◆ Selected passage:
# Nismo sentra body parts



## Blue2003SpecV (Dec 12, 2003)

http://www.b15sentra.net/nismose-r/nismose-r/index.htm 

I was thinking about getting the Nismo front lip , rear lip and spoiler. THen getting the nismo stickers and go all nismo performance parts for my 03 Spec V. But I don't like the body stuff for it. What do you guys think of it??


----------



## fast-ser (Dec 8, 2005)

*the lip*

where cn i get that front lip


----------



## xbrandonx (Mar 27, 2004)

fast-ser said:


> where cn i get that front lip


any dealership.

I like the SKZ lip kit better

www.liuspeedtuning.com

No need to go all nismo on the parts. sure there is nothign wrong with them, but most of the parts you can get are just as good, and save you some cash.


----------



## nizmo_raceing (Mar 22, 2006)

i think the nismo kit looks good on the sentra and also there not that much people that have it.


----------



## xbrandonx (Mar 27, 2004)

nizmo_raceing said:


> i think the nismo kit looks good on the sentra and also there not that much people that have it.


check out a coupple of the b15 boards, there are ALOT of people that have the nismo kit. Also I believe the nismo kit is for the 04+

Also this post is VERY VERY old.


----------

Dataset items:
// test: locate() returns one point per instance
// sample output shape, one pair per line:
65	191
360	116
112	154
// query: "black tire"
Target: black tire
--
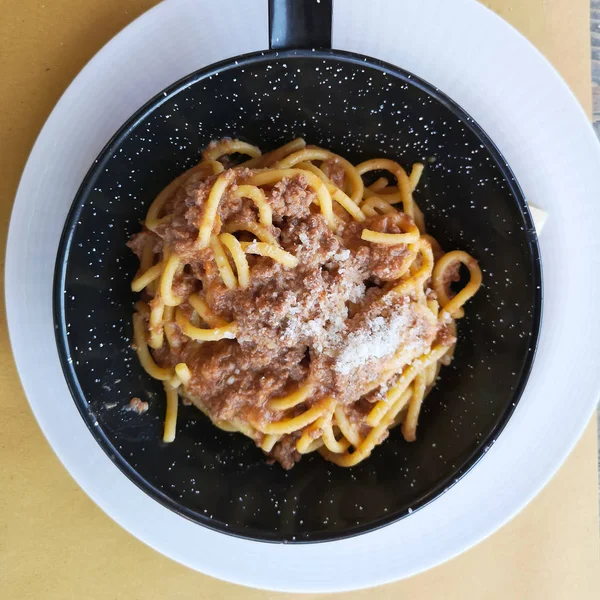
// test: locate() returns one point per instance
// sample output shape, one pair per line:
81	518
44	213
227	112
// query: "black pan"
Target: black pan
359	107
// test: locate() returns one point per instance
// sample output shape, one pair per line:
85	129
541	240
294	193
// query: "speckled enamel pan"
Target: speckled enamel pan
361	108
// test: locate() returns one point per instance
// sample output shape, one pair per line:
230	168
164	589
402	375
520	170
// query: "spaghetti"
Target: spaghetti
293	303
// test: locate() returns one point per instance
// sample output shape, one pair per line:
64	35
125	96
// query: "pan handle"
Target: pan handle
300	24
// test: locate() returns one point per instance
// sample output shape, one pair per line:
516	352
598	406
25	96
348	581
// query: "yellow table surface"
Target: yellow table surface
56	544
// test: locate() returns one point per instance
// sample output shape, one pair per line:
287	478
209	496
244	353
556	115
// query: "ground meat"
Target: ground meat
==
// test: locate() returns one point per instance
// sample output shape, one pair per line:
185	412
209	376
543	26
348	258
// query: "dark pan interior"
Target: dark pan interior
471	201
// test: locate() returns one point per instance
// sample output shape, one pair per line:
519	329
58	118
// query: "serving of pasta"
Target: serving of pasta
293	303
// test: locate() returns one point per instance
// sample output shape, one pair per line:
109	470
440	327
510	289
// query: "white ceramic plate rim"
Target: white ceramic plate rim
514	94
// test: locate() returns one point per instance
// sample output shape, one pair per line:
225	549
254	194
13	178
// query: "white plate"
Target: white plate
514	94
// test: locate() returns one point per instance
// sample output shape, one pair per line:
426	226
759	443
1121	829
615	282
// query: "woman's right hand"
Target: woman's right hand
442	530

◆ Task details: In the forum thread about Nismo Sentra body parts, take the passage starting with "I like the SKZ" and going on through "(Mar 22, 2006)", and write it out with "money" substituted for "cash". The records are separate material and have no connection to the forum thread.

◆ Task output:
I like the SKZ lip kit better

www.liuspeedtuning.com

No need to go all nismo on the parts. sure there is nothign wrong with them, but most of the parts you can get are just as good, and save you some money.


----------



## nizmo_raceing (Mar 22, 2006)